WHAT TO DO —
The answer should be a single number: how many lines in the material contain "Find".

** Opening GIVEN DATA block **

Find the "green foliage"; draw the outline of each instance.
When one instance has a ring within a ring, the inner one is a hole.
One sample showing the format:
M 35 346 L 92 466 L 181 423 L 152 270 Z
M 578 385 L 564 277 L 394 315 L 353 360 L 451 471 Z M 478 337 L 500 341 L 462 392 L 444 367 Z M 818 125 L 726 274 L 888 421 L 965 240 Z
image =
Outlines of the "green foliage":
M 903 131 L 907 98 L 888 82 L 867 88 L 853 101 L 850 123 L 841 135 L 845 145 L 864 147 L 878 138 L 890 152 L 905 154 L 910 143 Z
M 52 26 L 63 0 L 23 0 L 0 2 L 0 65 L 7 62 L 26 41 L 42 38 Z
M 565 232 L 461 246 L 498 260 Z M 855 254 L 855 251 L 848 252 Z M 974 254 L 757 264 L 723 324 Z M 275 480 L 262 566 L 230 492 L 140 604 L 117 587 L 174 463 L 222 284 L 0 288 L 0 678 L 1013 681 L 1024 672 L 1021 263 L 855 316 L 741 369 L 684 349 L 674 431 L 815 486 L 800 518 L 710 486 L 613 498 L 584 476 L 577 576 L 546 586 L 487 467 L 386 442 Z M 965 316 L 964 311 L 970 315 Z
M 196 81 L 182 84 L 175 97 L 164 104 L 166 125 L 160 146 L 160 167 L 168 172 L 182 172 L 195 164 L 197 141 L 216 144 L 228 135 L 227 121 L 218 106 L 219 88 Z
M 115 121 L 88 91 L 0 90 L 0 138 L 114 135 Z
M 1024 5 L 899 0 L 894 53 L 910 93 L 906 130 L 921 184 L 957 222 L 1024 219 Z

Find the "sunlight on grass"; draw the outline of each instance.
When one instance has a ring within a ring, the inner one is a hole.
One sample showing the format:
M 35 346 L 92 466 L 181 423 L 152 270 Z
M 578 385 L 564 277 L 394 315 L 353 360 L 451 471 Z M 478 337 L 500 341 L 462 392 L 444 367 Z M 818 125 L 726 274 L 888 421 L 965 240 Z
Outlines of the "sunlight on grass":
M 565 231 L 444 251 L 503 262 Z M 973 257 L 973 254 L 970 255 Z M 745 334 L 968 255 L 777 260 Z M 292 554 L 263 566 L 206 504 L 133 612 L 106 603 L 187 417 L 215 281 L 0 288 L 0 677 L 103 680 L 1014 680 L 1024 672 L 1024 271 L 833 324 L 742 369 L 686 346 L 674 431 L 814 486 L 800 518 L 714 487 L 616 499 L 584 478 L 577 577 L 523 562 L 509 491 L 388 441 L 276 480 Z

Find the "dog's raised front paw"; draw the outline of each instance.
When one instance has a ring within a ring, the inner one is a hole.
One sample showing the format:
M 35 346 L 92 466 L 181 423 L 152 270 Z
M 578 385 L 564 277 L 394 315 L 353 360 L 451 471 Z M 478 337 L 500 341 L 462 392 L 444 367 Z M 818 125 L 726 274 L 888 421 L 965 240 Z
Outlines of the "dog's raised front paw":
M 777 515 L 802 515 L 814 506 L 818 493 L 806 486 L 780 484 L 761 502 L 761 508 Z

** Closing GIVEN DATA block **

RESULT FOR THIS TASK —
3